*Activity*.
Using the data that follows, give the number of lines where the string "query" occurs, and nothing else.

*Records shown*.

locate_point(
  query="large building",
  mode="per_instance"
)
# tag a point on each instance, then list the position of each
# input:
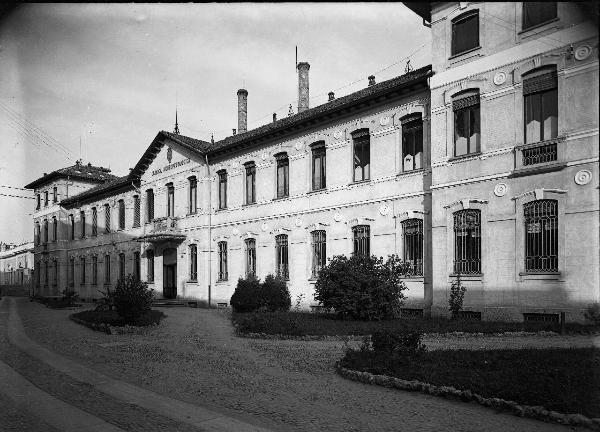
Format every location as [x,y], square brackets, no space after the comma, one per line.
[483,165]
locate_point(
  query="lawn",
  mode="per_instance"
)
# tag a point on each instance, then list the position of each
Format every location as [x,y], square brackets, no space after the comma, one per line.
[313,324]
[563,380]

--

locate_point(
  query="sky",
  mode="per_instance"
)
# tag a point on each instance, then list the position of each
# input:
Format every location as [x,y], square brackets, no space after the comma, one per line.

*Result of the exercise*.
3